**Exercise goal**
Copy out the entries exactly. Print them in full.

Dataset entries:

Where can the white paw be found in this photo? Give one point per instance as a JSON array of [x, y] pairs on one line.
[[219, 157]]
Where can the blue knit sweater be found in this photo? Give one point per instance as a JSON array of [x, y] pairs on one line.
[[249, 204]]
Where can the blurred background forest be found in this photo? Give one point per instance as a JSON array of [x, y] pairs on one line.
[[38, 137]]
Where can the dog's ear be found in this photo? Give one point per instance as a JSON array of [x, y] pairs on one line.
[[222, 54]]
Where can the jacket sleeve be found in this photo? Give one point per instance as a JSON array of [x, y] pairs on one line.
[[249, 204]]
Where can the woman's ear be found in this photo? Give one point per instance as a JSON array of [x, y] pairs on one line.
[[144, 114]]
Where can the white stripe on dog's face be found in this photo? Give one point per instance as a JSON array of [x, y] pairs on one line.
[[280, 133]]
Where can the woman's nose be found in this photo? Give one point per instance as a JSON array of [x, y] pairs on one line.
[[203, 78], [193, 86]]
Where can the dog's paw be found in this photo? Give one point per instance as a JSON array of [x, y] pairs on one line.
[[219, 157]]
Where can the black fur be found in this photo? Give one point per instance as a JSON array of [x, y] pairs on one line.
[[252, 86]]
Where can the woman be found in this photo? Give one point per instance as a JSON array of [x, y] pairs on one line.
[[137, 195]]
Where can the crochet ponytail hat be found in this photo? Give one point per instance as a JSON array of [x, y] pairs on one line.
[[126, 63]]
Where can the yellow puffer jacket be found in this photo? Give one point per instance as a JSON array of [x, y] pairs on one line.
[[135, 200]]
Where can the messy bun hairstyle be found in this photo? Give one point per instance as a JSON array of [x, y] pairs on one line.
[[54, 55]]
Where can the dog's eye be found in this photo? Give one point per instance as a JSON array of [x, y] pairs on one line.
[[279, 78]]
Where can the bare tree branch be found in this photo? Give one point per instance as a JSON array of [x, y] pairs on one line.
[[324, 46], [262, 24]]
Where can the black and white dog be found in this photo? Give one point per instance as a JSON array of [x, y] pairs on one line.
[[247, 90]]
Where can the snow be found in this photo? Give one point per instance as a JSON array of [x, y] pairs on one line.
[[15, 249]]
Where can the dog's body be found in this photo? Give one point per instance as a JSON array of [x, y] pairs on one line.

**Response to this task**
Where can the white paw be found in this photo? Give one point per instance as a JSON array of [x, y] pairs on one line.
[[219, 157]]
Where can the blue knit sweater be found in this photo? Give one point per instance as a JSON array of [x, y] pairs on one line.
[[249, 204]]
Where can the blurred background forest be found in this photo? Give one point per instance as a JSON array of [x, y] pairs on one line.
[[38, 137]]
Where can the dog's ear be found in this photo? Give one point per instance as a JSON array of [x, y] pairs on one line.
[[222, 54]]
Where can the jacket sleeve be found in this photo? Give one point per instance as a JSON array of [x, y] pairs on one line.
[[249, 204]]
Where can the woman's ear be found in this photo? Give one point per instance as a JSON array of [x, y] pairs on one line.
[[144, 114]]
Where can the white stripe on dog's face be found in this photo? Give one point per instance as a JSON array of [x, y] pairs on one line.
[[280, 133]]
Where can the woman's nose be found in this photo? Give one point per instance as a JSON array of [x, y] pairs on one line.
[[203, 78], [193, 86]]
Where can the dog's paw be found in this photo? Give one point per instance as a JSON array of [x, y] pairs on one line.
[[219, 157]]
Where can the black fur be found in this photo? Give one point per instance as a JSON array of [x, y] pairs on one line.
[[252, 86]]
Where can the woman be found in this photo? Give one point per instance as a JSON array of [x, y] pairs on one line.
[[137, 195]]
Where can the crochet ponytail hat be found in this photo? Give one point per instance as a JSON array of [x, y] pairs on one line.
[[126, 63]]
Where can the yellow puffer jacket be found in this photo? Give one point per instance as a JSON array of [x, y] pairs on one line.
[[135, 200]]
Where can the messy bun hairstyle be found in this photo? Give one point per instance as a JSON array of [x, y] pairs on one line.
[[54, 55]]
Where can the dog's eye be found in this photo? Give one point per instance as a JSON array of [x, y] pairs on one line.
[[279, 78]]
Where can the bare tree branch be found in this photo? Give one point per instance as a JSON array of [x, y] pairs on one line.
[[324, 46], [262, 24]]
Where can the black and white dog be found in this photo? Give one point per instance as a JSON array of [x, y] pairs on one line.
[[247, 90]]
Where can the snow be found in this photo? Give one point per instance as a JSON array of [x, y] pairs on one line.
[[15, 249]]
Where can the dog's body be found in this photo? Give one point per instance as a JSON array of [x, y] pairs on one line.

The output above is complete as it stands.